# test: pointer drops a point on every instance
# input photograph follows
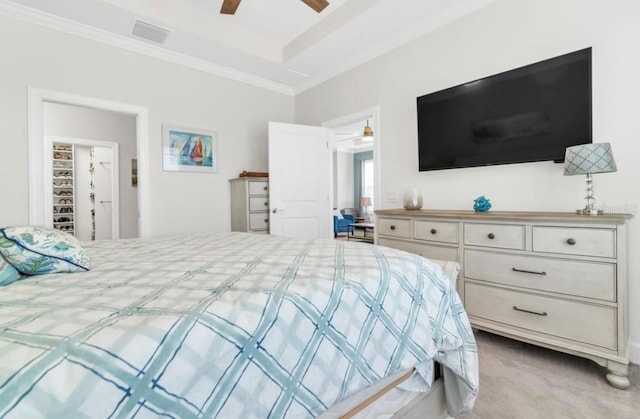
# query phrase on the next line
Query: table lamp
(364, 203)
(587, 159)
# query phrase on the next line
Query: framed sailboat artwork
(189, 149)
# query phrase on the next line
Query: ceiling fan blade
(317, 5)
(229, 7)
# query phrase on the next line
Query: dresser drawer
(259, 221)
(586, 323)
(570, 277)
(258, 187)
(258, 203)
(575, 241)
(437, 231)
(494, 235)
(395, 227)
(425, 250)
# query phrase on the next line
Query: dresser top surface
(507, 215)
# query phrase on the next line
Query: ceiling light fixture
(367, 134)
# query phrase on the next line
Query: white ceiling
(279, 44)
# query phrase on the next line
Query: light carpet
(519, 380)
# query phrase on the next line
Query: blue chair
(341, 225)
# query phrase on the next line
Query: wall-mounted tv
(532, 113)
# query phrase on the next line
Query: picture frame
(187, 149)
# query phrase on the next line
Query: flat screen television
(531, 113)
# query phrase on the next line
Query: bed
(233, 325)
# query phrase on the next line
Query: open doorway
(40, 157)
(355, 165)
(82, 190)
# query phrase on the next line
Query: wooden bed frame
(428, 405)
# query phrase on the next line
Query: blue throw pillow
(8, 273)
(40, 250)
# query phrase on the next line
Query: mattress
(229, 325)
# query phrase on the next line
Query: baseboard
(634, 354)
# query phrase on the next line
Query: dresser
(250, 204)
(557, 280)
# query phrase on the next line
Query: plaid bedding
(228, 325)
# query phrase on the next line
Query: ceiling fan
(229, 6)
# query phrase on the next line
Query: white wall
(180, 202)
(343, 179)
(504, 35)
(93, 124)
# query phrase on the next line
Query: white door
(299, 181)
(103, 198)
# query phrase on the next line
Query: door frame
(115, 178)
(36, 148)
(373, 114)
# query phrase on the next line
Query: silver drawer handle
(544, 313)
(528, 272)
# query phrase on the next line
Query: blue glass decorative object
(481, 204)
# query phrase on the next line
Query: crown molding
(57, 23)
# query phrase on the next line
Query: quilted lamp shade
(587, 159)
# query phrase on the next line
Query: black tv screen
(528, 114)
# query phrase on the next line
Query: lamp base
(589, 211)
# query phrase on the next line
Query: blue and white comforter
(229, 325)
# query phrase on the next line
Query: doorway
(356, 167)
(39, 158)
(82, 189)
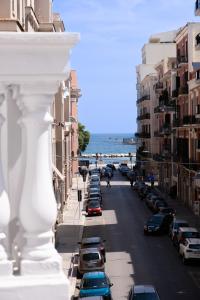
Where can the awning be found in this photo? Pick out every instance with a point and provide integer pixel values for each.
(60, 175)
(196, 66)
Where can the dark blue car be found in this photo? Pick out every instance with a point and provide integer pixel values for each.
(95, 284)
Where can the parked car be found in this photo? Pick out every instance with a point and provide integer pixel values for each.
(124, 170)
(185, 233)
(159, 203)
(95, 195)
(90, 259)
(167, 210)
(158, 223)
(94, 242)
(95, 284)
(143, 292)
(94, 208)
(92, 298)
(92, 190)
(175, 225)
(111, 166)
(189, 249)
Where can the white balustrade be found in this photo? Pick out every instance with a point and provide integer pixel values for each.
(5, 265)
(35, 63)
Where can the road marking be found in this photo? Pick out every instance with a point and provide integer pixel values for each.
(196, 277)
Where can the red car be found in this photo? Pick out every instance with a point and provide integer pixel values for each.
(94, 208)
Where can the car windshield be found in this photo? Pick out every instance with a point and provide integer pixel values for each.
(96, 195)
(191, 234)
(94, 283)
(91, 245)
(156, 219)
(93, 205)
(177, 225)
(90, 256)
(194, 246)
(145, 296)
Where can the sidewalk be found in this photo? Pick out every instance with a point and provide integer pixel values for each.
(71, 230)
(182, 211)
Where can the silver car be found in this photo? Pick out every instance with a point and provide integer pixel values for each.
(90, 259)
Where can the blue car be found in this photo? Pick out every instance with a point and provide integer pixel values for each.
(95, 284)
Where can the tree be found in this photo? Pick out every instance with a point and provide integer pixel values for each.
(83, 137)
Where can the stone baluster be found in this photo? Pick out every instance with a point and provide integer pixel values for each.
(38, 205)
(5, 264)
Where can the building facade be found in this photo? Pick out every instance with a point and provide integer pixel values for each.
(173, 151)
(38, 16)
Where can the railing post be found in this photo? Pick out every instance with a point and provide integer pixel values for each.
(5, 264)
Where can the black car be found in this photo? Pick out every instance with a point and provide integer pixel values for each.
(94, 242)
(158, 224)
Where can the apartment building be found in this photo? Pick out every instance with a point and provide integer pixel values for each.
(173, 150)
(29, 81)
(160, 47)
(186, 121)
(38, 16)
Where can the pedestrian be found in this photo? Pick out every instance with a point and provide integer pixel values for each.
(152, 180)
(131, 181)
(108, 181)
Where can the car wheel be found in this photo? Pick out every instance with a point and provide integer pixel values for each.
(78, 274)
(184, 260)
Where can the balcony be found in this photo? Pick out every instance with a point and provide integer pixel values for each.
(163, 157)
(166, 129)
(143, 98)
(182, 59)
(142, 153)
(158, 86)
(175, 93)
(168, 107)
(197, 8)
(145, 116)
(188, 120)
(143, 135)
(183, 90)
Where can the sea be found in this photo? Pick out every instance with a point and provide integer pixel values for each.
(109, 143)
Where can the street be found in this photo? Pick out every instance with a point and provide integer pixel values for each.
(133, 257)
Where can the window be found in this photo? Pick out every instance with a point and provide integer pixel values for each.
(198, 109)
(197, 74)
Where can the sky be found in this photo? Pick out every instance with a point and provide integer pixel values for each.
(112, 34)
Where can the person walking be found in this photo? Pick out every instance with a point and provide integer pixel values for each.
(108, 178)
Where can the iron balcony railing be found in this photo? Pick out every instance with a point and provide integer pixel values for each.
(145, 116)
(143, 98)
(167, 107)
(159, 86)
(183, 90)
(182, 59)
(143, 135)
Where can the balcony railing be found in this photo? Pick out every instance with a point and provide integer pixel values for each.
(167, 107)
(143, 135)
(143, 153)
(175, 93)
(182, 59)
(143, 117)
(143, 98)
(183, 90)
(197, 8)
(159, 86)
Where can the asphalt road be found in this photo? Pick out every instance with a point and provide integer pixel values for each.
(133, 258)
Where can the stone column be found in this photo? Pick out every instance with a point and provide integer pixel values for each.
(5, 264)
(38, 206)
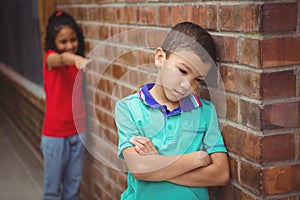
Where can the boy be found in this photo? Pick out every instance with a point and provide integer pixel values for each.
(168, 136)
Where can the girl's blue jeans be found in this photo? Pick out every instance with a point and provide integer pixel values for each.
(63, 161)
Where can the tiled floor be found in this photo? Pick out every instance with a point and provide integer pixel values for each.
(20, 170)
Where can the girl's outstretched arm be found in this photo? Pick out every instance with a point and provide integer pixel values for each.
(66, 58)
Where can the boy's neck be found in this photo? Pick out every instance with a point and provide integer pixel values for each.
(158, 94)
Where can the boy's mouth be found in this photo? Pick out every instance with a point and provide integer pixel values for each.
(178, 93)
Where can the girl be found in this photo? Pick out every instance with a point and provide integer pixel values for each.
(62, 148)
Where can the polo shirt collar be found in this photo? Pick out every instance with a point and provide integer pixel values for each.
(189, 102)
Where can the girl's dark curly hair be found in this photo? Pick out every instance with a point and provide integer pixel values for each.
(190, 36)
(57, 21)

--------

= Required action =
The records above are to be restated word for word, excluding all pictures.

= Answer space =
# test: pointer drops a point on every instance
# input photograph follows
# query phrase on the next line
Query: table lamp
(364, 203)
(587, 159)
# query phrase on the next line
Query: framed sailboat artwork
(189, 149)
# query phrase on the next line
Query: ceiling fan blade
(317, 5)
(229, 7)
# query phrase on the next line
Query: dresser drawer
(259, 221)
(586, 323)
(570, 277)
(258, 187)
(258, 203)
(575, 241)
(437, 231)
(494, 235)
(395, 227)
(425, 250)
# query phrase on the next line
Query: dresser top surface
(507, 215)
# query phrase on the next line
Query: ceiling light fixture
(367, 134)
# query phrase on the next line
Query: white ceiling
(279, 44)
# query phrase on the next line
Query: light carpet
(519, 380)
# query phrase on the next line
Query: blue chair
(341, 225)
# query phrase on the next line
Query: wall-mounted tv
(532, 113)
# query phrase on the next line
Query: picture frame
(187, 149)
# query phrase on the next line
Query: flat screen television
(531, 113)
# query phrase on the next line
Query: bed
(233, 325)
# query phrase on the next line
Query: open doorway
(40, 157)
(355, 165)
(82, 190)
# query phrase on the next line
Query: wooden bed frame
(428, 405)
# query phrase on the next line
Query: blue throw pillow
(8, 273)
(40, 250)
# query phrase on the next line
Query: mattress
(229, 325)
# query phrase on the next line
Query: baseboard
(634, 354)
# query phrase on the next line
Query: dresser
(250, 204)
(557, 280)
# query phrase on the next line
Query: plaid bedding
(228, 325)
# query phrase on the next line
Query: ceiling fan
(229, 6)
# query phrase on the next line
Query: white wall
(180, 202)
(343, 179)
(504, 35)
(93, 124)
# query phrase on the next line
Query: white door
(299, 181)
(103, 198)
# query phrase on the next line
Query: door frame
(115, 178)
(36, 148)
(373, 114)
# query phrase on the next line
Query: silver drawer handle
(544, 313)
(528, 272)
# query phrase on the next line
Query: blue glass decorative object
(481, 204)
# query phrase on the next line
Query: crown molding
(57, 23)
# query phrase on the next line
Query: quilted lamp shade
(587, 159)
# query phrase on the next line
Query: black tv screen
(528, 114)
# query phrase on the next line
Query: lamp base
(589, 211)
# query phrase on the next line
Query: blue and white comforter
(229, 325)
# query phrase on the next line
Query: doorway
(356, 167)
(39, 158)
(82, 189)
Where can the awning be found in this photo? Pick out every instance with a point and provide integer pixel values for each.
(60, 175)
(196, 66)
Where can the dark blue car be found in this photo? Pick out every instance with a point and provide integer pixel values for each.
(95, 284)
Where can the parked car be found in this photo? Pick out every instance with a point and provide integer pixel values for each.
(124, 170)
(185, 233)
(159, 203)
(95, 195)
(90, 259)
(167, 210)
(158, 223)
(94, 242)
(95, 284)
(143, 292)
(94, 208)
(92, 298)
(92, 190)
(175, 225)
(111, 166)
(189, 249)
Where can the white balustrade be found in this photo? Pick out every instance with a point and provide integer pixel values for each.
(5, 265)
(35, 63)
Where can the road marking be found in this photo? Pick out every instance with a point and provide integer pixel values for each.
(196, 277)
Where can the red car be found in this photo? Pick out every instance with a point and provide integer pixel values for each.
(94, 208)
Where can the car windshield be found in this photo? Pick out every instance with a point and provide integer pixel values for each.
(96, 195)
(191, 234)
(94, 283)
(91, 245)
(156, 219)
(93, 205)
(177, 225)
(90, 256)
(194, 246)
(145, 296)
Where can the sidewalk be found in this photo? Pick out every instance with a point and provide integer pixel values for each.
(71, 230)
(182, 211)
Where can the silver car be found in this photo? Pick out every instance with a point and provide integer pixel values for each.
(90, 259)
Where can the blue car be found in this photo? Pick out every instance with a point and provide integer pixel values for each.
(95, 284)
Where can the tree be found in this photo? Pick out every instance with a point and provide integer pixel values for each.
(83, 137)
Where can the stone baluster be found in this photo? Pick out every instance with a point and provide integer pixel values for each.
(38, 205)
(5, 264)
Where can the building facade be found in this photo? Pick out every instance with a point and provide integer pixel values for each.
(173, 151)
(38, 16)
Where can the railing post be found in this photo? Pick out every instance with a point and provide integer pixel values for each.
(5, 264)
Where can the black car be found in this photo? Pick out every instance with a point and provide integer pixel values for each.
(94, 242)
(158, 224)
Where can the apartment building be found in this photo? Pick out every instance with a point and provide integer pixel values for each.
(173, 150)
(29, 81)
(160, 47)
(186, 121)
(38, 16)
Where can the pedestrian be found in this photo? Pick out every instance with a point and provide integer pixel values for each.
(152, 180)
(131, 181)
(108, 181)
Where can the car wheel be found in this photo? Pick out every instance with a point and provide integer pixel values for each.
(78, 274)
(184, 260)
Where can the balcony be found in this photo? Pick out every instance with a point and provide integer pixel values for each.
(163, 157)
(166, 129)
(143, 98)
(182, 59)
(142, 153)
(158, 86)
(175, 93)
(168, 107)
(197, 8)
(145, 116)
(188, 120)
(143, 135)
(183, 90)
Where can the sea be found in this photo? Pick out every instance with a point and provide integer pixel values for each.
(109, 143)
Where can the street be found in this photo? Pick out every instance with a point and provide integer pixel values for each.
(133, 257)
Where can the window be found in this photo? Pick out every instance with a point and provide integer pixel values for each.
(198, 109)
(197, 74)
Where can the sky be found in this photo? Pick out every instance with a point and provide integer pixel values for each.
(112, 34)
Where can the person walking be found in this photo? Pick out every instance with a point and provide integer pixel values for each.
(108, 178)
Where can the iron balcony railing be found in this photo? Pick out every instance with a point and provide integer pixel values for each.
(145, 116)
(143, 98)
(167, 107)
(159, 86)
(183, 90)
(182, 59)
(143, 135)
Where can the balcony railing be found in this photo? Pick out every instance with a point and provide integer pixel values for each.
(167, 107)
(143, 135)
(143, 153)
(175, 93)
(182, 59)
(143, 117)
(143, 98)
(183, 90)
(197, 8)
(159, 86)
Where can the asphalt road be found in this photo? Pick out every instance with a point and provide integer pixel values for each.
(133, 258)
Where can the stone column be found in this photo? Pick out every instance with a point and provide integer pixel values for each.
(5, 264)
(38, 206)
Where can the boy be found in this photo? Pick out every instance with a point and provide integer pixel values for each.
(168, 136)
Where can the girl's blue jeans be found in this photo? Pick out every instance with a point and provide integer pixel values for each.
(63, 161)
Where can the tiled floor be found in this photo? Pick out every instance with a point and provide integer pixel values for each.
(20, 170)
Where can the girl's outstretched arm be found in this photo? Pick out every instance with a point and provide integer pixel values for each.
(66, 58)
Where can the boy's neck be found in this photo? Pick out every instance with a point and provide integer pixel values for each.
(158, 94)
Where can the boy's mouth be found in this photo? Pick out every instance with a point and provide integer pixel values for each.
(178, 93)
Where can the girl be found in this photo? Pick out every instance with a point and provide integer pixel values for each.
(62, 148)
Where can the polo shirt collar be found in this photo? Pick out every instance with a point and provide integer pixel values for each.
(189, 102)
Where can the girl's dark curly hair be found in this photo? Pick out every instance with a point and provide integer pixel values for each.
(190, 36)
(57, 21)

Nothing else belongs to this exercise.